## start

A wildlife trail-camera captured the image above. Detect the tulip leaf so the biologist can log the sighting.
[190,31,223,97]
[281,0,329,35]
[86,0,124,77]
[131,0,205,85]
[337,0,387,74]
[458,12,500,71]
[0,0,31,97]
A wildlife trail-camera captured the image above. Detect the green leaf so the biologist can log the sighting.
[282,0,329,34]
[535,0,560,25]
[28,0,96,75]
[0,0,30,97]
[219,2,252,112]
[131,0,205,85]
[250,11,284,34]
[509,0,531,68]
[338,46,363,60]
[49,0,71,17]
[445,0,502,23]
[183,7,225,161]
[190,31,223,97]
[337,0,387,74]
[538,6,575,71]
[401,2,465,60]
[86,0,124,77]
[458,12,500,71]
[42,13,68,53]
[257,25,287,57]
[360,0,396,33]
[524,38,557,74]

## end
## start

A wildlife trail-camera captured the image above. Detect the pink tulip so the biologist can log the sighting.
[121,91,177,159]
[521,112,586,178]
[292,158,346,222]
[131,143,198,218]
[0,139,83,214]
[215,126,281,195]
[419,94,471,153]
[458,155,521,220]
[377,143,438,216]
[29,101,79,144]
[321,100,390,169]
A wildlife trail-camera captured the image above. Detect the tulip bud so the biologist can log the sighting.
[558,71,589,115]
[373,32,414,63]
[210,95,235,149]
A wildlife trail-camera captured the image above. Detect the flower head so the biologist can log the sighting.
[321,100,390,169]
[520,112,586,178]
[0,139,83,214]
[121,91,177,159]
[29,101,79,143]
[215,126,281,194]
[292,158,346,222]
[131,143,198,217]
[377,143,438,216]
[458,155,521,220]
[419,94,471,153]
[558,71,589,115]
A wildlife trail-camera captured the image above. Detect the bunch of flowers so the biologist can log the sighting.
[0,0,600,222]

## end

TASK TO CARRY OUT >>
Copy out the lines of the listing above, from the line containing "flowers so the biologist can log the sighting." through the line containing "[0,0,600,222]", with both of those lines included.

EXERCISE ANSWER >>
A wildlife trail-camera captured the image above. Detect the bunch of flowers so the biologist can log the sighting.
[0,0,600,222]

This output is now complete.